Object location annotation data
# # # #
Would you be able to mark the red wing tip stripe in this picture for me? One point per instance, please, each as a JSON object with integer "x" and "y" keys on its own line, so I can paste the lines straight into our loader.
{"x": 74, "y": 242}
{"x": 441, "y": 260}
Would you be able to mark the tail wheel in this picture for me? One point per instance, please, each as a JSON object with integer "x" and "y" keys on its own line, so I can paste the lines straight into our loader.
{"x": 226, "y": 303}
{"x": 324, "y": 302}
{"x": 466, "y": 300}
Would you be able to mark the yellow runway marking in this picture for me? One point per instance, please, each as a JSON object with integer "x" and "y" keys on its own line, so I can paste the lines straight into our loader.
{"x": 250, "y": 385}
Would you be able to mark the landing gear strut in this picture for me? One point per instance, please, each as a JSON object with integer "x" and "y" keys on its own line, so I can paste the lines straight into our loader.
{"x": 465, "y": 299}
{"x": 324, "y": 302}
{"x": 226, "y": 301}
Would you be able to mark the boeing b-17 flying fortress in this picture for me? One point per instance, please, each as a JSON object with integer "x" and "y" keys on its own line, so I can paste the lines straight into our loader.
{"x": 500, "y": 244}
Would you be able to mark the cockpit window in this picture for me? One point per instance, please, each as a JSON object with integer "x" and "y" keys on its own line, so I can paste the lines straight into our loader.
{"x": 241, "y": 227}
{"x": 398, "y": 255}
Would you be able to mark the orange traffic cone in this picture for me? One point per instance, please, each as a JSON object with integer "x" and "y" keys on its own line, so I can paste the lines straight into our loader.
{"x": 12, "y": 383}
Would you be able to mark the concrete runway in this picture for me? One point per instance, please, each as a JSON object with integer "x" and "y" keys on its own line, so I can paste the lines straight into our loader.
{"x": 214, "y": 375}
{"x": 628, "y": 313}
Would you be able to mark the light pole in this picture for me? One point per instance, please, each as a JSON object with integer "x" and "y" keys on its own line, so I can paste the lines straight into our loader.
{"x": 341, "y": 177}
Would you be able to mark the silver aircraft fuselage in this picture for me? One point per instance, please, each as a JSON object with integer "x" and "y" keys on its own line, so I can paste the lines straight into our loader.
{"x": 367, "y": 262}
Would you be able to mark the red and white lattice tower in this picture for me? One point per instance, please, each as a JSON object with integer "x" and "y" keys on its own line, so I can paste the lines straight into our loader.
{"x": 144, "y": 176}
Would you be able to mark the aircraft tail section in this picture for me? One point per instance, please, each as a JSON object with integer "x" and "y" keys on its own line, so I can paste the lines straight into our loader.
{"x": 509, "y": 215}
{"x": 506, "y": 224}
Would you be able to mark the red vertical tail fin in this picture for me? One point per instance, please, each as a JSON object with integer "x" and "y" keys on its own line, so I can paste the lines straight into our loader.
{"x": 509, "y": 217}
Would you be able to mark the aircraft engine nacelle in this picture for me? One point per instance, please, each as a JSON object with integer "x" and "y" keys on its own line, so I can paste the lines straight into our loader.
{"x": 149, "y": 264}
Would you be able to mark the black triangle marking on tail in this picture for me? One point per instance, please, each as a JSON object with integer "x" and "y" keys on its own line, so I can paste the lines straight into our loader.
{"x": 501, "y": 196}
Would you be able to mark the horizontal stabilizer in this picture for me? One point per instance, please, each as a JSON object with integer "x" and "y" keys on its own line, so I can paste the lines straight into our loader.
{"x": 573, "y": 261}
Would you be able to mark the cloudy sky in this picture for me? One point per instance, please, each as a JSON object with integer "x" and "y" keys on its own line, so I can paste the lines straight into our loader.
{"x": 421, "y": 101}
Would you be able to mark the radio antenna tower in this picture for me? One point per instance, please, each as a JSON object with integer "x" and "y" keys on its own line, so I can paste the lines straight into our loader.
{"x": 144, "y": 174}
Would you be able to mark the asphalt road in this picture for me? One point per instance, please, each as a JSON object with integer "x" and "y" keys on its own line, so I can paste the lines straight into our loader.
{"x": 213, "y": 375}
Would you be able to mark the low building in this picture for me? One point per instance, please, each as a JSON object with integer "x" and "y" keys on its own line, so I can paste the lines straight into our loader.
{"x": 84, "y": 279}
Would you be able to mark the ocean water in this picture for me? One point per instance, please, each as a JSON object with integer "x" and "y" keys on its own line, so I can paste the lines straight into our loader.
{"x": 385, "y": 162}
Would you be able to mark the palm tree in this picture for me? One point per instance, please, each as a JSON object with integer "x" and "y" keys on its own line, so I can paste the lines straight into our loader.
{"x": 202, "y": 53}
# # # #
#### Work to do:
Write out every record shown above, word for word.

#### Solution for this task:
Would you be able to mark the red wing tip stripe in this picture for me? One point per instance, please, each as a JSON object with integer "x" and "y" keys on its own line, so I can paste the lines straight into our loader.
{"x": 74, "y": 242}
{"x": 441, "y": 260}
Would you be able to mark the tail wheel in this picture for me? One point per instance, please, each as a JSON object with integer "x" and "y" keys on its own line, so I can paste the lines straight into our loader.
{"x": 226, "y": 303}
{"x": 324, "y": 302}
{"x": 466, "y": 300}
Would you be able to mark the yellow runway marking in this picture for me? One point per instance, please, each as a JSON object with integer "x" and "y" keys on its own line, so I can paste the lines straight into our loader.
{"x": 250, "y": 385}
Would you be able to mark the landing gear strut in this picture for me? One point per instance, please, each as a JSON object with integer "x" and "y" keys on its own line, so I can paste the lines straight into our loader.
{"x": 465, "y": 299}
{"x": 324, "y": 302}
{"x": 226, "y": 301}
Would you be able to mark the boeing b-17 flying fortress in this picture for me? One point per instance, please, each as a JSON object with integer "x" and "y" keys on its own line, so I can paste the lines straight into our loader.
{"x": 500, "y": 244}
Would you be able to mark the cockpit window in this picture for me? One point per instance, please, each as a JSON object with integer "x" and "y" keys on its own line, so I can paste the lines straight into our loader.
{"x": 241, "y": 227}
{"x": 398, "y": 255}
Would you be able to mark the orange traffic cone in this picture for me? One point per instance, please, each as a JSON object with integer "x" and "y" keys on its own line, so I can paste the lines straight into our loader.
{"x": 12, "y": 383}
Would you be able to mark the concrete runway in this picture for me? One point per instance, please, each as a JSON object with integer "x" and "y" keys on its own line, so I can paste the lines straight into our loader.
{"x": 214, "y": 375}
{"x": 628, "y": 313}
Would you be able to mark the light pole in this picture for me? One point per instance, please, each as a JSON object with integer "x" and "y" keys on its own line, so I can paste the lines straight into our loader.
{"x": 341, "y": 177}
Would you be able to mark the silver aircraft fuselage in this picture for me? One point per instance, please, each as a JSON object with integer "x" and "y" keys on its own line, so I can paste the lines straight into our loader.
{"x": 367, "y": 262}
Would you be able to mark the red and white lattice tower in this picture for me? One point per instance, please, each as a JSON object with integer "x" and "y" keys on its own line, so I can paste the lines straight into our loader.
{"x": 144, "y": 176}
Would you be able to mark the aircraft tail section in this picture for me? One point per instance, please, each as a JSON object with integer "x" and "y" keys on its own line, so I can paste the lines straight into our loader.
{"x": 509, "y": 215}
{"x": 506, "y": 224}
Would you be able to mark the red vertical tail fin in this picture for me? One point per instance, please, each as a JSON object with integer "x" and "y" keys on its own line, so I can paste the lines straight into our loader.
{"x": 509, "y": 217}
Would you be able to mark the aircraft engine nacelle in this picture for me? One point per instance, please, each as a JSON object with integer "x" and "y" keys on its own line, so I can paste the lines straight into our loader.
{"x": 149, "y": 264}
Would you be able to mark the black triangle marking on tail in this picture for me? One point per instance, please, each as a JSON object with integer "x" and "y" keys on its own line, so I can paste the lines straight into our loader.
{"x": 501, "y": 196}
Would you be able to mark the horizontal stabilizer in this picture for me? One point per instance, please, each as a JSON object with integer "x" and "y" keys on its own line, so I can paste the lines straight into our loader.
{"x": 573, "y": 261}
Would you be able to mark the cloudy sky in this picture for me? One point per instance, please, each as a JSON object with integer "x" and "y" keys on its own line, so I can paste the lines straight into our loader.
{"x": 421, "y": 101}
Would you be able to mark the radio antenna tower in this picture for me? One point per instance, please, each as a JSON object with integer "x" and "y" keys on its own line, so I can paste the lines straight into our loader.
{"x": 144, "y": 174}
Would you be able to mark the asphalt road in this picture for me? One point per instance, please, each as a JSON object with integer "x" and "y" keys on its own line, so I can paste the lines straight into our loader.
{"x": 213, "y": 375}
Would you be able to mark the low building in this picture for me? One point per instance, please, each as a JSON object with integer "x" and "y" keys on its own line, so I can paste the lines straight into our loader.
{"x": 84, "y": 279}
Would you be able to mark the ocean water in this picture for me? One point per instance, please, each as a JSON object with integer "x" and "y" keys on its own line, so I can paste the lines straight into our loader.
{"x": 385, "y": 162}
Would you be able to mark the palm tree in this picture for me? One point per instance, please, each as a JSON object with integer "x" and "y" keys on its own line, so I can paste the lines straight into our loader.
{"x": 202, "y": 53}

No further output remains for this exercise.